Update every one of the records below by changing "with one pin" to "with a single marker" and keeping everything else the same. Leave the pictures out of your answer.

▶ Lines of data
§ §
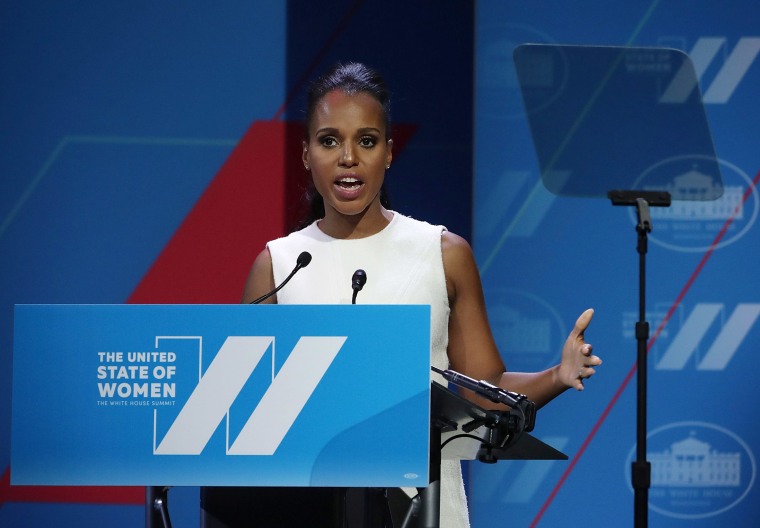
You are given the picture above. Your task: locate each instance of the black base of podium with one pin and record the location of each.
(270, 507)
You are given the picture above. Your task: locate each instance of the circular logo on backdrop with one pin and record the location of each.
(693, 221)
(698, 469)
(527, 329)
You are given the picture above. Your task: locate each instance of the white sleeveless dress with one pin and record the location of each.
(404, 265)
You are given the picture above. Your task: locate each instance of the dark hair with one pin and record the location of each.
(351, 78)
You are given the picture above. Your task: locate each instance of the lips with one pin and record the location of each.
(348, 187)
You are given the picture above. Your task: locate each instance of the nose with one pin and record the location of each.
(347, 157)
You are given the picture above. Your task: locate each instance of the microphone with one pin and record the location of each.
(516, 401)
(357, 283)
(301, 262)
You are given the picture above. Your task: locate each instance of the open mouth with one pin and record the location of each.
(349, 183)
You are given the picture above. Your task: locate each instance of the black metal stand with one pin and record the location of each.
(494, 432)
(641, 469)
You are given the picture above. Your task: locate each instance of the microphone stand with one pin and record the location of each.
(641, 469)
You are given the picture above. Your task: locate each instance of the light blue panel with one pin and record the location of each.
(94, 380)
(545, 258)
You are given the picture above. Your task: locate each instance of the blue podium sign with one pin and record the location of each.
(221, 395)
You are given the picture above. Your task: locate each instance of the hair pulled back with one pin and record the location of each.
(351, 78)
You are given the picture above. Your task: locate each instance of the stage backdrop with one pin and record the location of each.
(149, 149)
(546, 258)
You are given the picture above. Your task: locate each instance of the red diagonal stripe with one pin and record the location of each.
(658, 331)
(71, 494)
(208, 257)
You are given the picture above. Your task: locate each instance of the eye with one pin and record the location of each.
(368, 141)
(328, 141)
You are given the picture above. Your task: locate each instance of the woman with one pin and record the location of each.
(348, 148)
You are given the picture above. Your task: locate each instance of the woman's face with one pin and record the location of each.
(347, 152)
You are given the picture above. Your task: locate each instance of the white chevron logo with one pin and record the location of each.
(687, 342)
(724, 84)
(225, 377)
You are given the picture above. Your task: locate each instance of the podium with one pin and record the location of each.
(236, 396)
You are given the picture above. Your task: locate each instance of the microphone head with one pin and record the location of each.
(303, 259)
(358, 280)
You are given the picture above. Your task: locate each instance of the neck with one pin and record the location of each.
(367, 223)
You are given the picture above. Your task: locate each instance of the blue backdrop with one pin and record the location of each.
(119, 118)
(545, 258)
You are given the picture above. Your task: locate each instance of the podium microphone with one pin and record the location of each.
(303, 260)
(357, 283)
(518, 402)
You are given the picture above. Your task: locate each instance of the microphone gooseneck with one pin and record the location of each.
(301, 262)
(358, 281)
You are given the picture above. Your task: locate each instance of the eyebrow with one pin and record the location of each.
(331, 130)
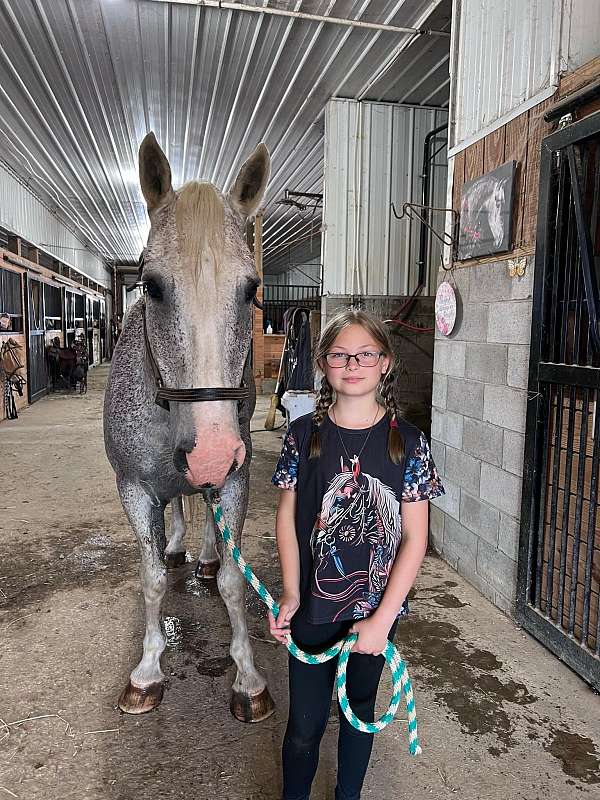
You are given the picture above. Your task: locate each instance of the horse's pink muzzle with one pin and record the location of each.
(211, 461)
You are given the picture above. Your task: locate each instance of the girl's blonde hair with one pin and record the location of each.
(378, 331)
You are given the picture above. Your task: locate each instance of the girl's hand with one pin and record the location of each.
(372, 636)
(280, 627)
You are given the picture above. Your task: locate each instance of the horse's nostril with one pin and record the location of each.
(180, 460)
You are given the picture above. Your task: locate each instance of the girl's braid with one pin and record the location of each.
(395, 440)
(324, 400)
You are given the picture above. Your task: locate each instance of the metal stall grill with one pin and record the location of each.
(278, 298)
(559, 559)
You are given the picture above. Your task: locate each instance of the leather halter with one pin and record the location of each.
(164, 396)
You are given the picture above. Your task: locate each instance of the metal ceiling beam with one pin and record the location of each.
(281, 12)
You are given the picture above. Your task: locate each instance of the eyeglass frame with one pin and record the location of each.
(355, 357)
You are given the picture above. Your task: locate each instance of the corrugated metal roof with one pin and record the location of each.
(82, 81)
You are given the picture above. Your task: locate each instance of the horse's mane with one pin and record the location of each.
(379, 493)
(200, 218)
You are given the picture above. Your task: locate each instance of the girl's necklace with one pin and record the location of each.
(356, 459)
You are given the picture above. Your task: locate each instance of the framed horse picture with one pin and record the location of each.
(486, 213)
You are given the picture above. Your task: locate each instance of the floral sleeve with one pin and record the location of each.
(286, 471)
(421, 479)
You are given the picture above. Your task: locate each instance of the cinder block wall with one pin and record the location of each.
(413, 350)
(479, 404)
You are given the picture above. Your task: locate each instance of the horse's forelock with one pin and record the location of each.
(200, 219)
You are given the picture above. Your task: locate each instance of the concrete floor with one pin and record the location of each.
(499, 716)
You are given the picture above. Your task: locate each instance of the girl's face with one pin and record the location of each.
(353, 379)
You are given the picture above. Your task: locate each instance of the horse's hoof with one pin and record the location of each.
(175, 560)
(207, 570)
(252, 709)
(135, 700)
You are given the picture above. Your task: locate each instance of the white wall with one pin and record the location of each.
(373, 157)
(508, 55)
(22, 213)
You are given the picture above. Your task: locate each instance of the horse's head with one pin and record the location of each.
(200, 281)
(496, 208)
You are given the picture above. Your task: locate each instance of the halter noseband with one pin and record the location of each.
(164, 396)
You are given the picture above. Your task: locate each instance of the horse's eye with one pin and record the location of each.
(153, 289)
(251, 288)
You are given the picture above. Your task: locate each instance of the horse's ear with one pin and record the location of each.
(249, 187)
(155, 173)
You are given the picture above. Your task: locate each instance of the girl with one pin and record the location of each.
(351, 539)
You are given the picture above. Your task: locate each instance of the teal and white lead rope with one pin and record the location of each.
(400, 679)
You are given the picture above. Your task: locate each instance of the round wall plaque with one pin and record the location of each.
(445, 308)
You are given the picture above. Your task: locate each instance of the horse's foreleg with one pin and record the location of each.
(250, 701)
(175, 552)
(145, 688)
(208, 560)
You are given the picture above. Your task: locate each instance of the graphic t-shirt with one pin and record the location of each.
(348, 520)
§ §
▶ Answer to the problem
You are given the picture above. Your task: locate each instance of the black base of podium with a single marker and record the location of each.
(270, 507)
You are given the picture above. Your task: locate each instance of the circular logo on backdrop with a single marker and record the location of each.
(693, 221)
(698, 469)
(527, 329)
You are given the picture above. Your task: locate each instance of the white sleeveless dress with a single marker and record the location of each.
(404, 265)
You are given the picture above. Your task: locate each instance of the dark hair with a single marker and record the location of each.
(351, 78)
You are given the picture above. Your task: locate each instance of the lips with a single marker and record the location of each.
(348, 187)
You are given the picture above. Your task: locate each instance of the nose with a single marker and record the location of each.
(347, 157)
You are given the picture above. Your task: locate each instance of the microphone with a single marker and record the location of each.
(516, 401)
(357, 283)
(301, 262)
You are given the picture above. Your task: locate each instance of the open mouth with a single marker and record the location of each.
(349, 183)
You are given the picture above. Your task: locate each instance of the black metal stand with a single marker and record the location of each.
(494, 432)
(641, 469)
You are given the picture above. Your task: locate each instance of the microphone stand with a single marker and record the location of each.
(641, 469)
You are given the picture above. Your task: locate each instance of the light blue panel with a single marker and record the location of each.
(94, 380)
(545, 258)
You are given the picture above. Your task: locate each instance of the blue podium sign with a single marker and record the location of each.
(221, 395)
You are given the picture above. Your task: locate each instance of the hair pulled back with a single marker and record the location of each.
(351, 78)
You are given the picture above. Your task: locate each instance of the stage backdrop with a single marker and record the location of each.
(149, 149)
(546, 258)
You are given the picture above. Your task: locate each instance of the red diagonal stripe with a single marker and record the location of each.
(658, 331)
(71, 494)
(208, 257)
You are given the picture above. Your task: locate each instance of the eye with a single marker and record the location of each.
(368, 141)
(328, 141)
You are given the picture above. Your task: locate each instance of the woman with a single marker and record the location of each.
(348, 148)
You are given the picture above. Your task: locate each instance of the woman's face with a single marker and record the location of each.
(347, 152)
You are given the picture above. Your task: locate each instance of the white chevron logo with a single marker and record the location of each.
(687, 342)
(724, 84)
(225, 377)
You are given the picture above. Your task: locate each instance of the podium with a single marker and record the location of each.
(236, 396)
You are given the picture above. Your task: locate each instance of the microphone head with a single marker and record the location of each.
(303, 259)
(358, 280)
You are given the picture above. Your task: locate each instance of the neck with a single marker and record the location of each.
(367, 223)
You are given the picture above. Your task: locate each instance of the blue backdrop with a single marker and record the location of each.
(119, 118)
(545, 258)
You are given the picture above. Your task: locate each instance of the podium microphone with a single marker and record the location of each.
(303, 260)
(357, 283)
(518, 402)
You are given the picture above. Your task: locate each instance of the microphone gooseneck with a single marker and record the location of each.
(301, 262)
(358, 281)
You are given the picture above. Your task: locate each instance of the eyebrow with a single marker and record the location of each.
(331, 130)
You are given the picture above. Your task: locate each instance of the horse's pink muzzle with a single marker and record the location of each.
(211, 461)
You are given the picture above. Your task: locate each instance of the girl's blonde hair with a single marker and record the location of each.
(378, 331)
You are given the picture above. Your task: locate each instance of the girl's hand with a single marker and record the location of each.
(372, 636)
(280, 627)
You are given the picture above. Your task: locate each instance of the horse's nostril with a single marker and record the location of each.
(180, 460)
You are given the picture above. Your task: locate each instance of the girl's braid with a single marker and record the location of each.
(395, 440)
(324, 400)
You are given the picture above. Your task: locate each instance of the metal stall grill with a single marker and record the location of each.
(278, 298)
(559, 559)
You are given the picture above. Your task: locate each instance of the leather halter with a single marker and record the location of each.
(164, 396)
You are given the picture above. Your task: locate each instance of the metal ceiling beam with a single marker and record the location of each.
(281, 12)
You are given the picture above. Your task: locate each instance of the eyeglass frame with a single marker and record the location of each.
(355, 357)
You are given the picture above. Your task: locate each instance of the corrugated metal roof with a single marker and record the location of each.
(82, 81)
You are given the picture above. Your task: locate each instance of the horse's mane with a single marker and record the location of each.
(379, 493)
(200, 218)
You are given the picture above. Your task: locate each instance of the girl's necklace with a single marker and record the location of each.
(356, 459)
You are given the picture above. Your task: locate each instance of the framed horse picture with a single marker and record the location of each.
(486, 213)
You are given the picture above. Your task: locate each instance of the floral sleeve with a single marker and record the location of each.
(286, 471)
(421, 479)
You are given the picture above. Your task: locate each instance of the cinder block wall with a single marker and record the location of each.
(413, 350)
(479, 404)
You are given the picture above. Your task: locate each instance of the horse's forelock with a single marker and record the location of each.
(200, 219)
You are given the picture above. Your task: locate each instance of the concrete floor with a single marker and record the location of each.
(499, 716)
You are given the picture above. Your task: locate each instance of the girl's face with a single marker and record the location of each.
(353, 379)
You are given the picture above. Your task: locate each instance of the horse's hoof with a single marker and record the location of each.
(175, 560)
(207, 570)
(252, 709)
(135, 700)
You are given the picture above. Your task: locate each instance of the white wall with a single marker and record the location of each.
(373, 157)
(508, 55)
(22, 213)
You are given the picture above. Your task: locate each instance of the horse's head with a single marker and record the location of each.
(200, 281)
(496, 208)
You are given the picture above. Your task: locate each instance of the halter noseband with a single marker and record the location of each.
(164, 396)
You are given the picture above. Your task: locate each instance of the horse's eye with a single marker and record the location of each.
(153, 289)
(251, 288)
You are given the picture above. Your task: locate each instance of the horse's ear with a single marker and record the location of each.
(249, 187)
(155, 173)
You are given the picture above. Your task: locate each instance of the girl with a single marker and record the location of each.
(351, 539)
You are given the picture above. Your task: locate each instance of the teal and white lead rope with a single marker and record the location of each.
(400, 679)
You are given the picture above. Your task: locate each instance of the round wall plaque with a single marker and record the location of each.
(445, 308)
You are given the picture above. Your task: locate each instance of the horse's foreleg with a single marker and record the location of each.
(250, 701)
(175, 552)
(145, 688)
(208, 560)
You are given the picture above. Your task: locate each instance of the graphic t-shirt with a single marker and record the location of each.
(348, 520)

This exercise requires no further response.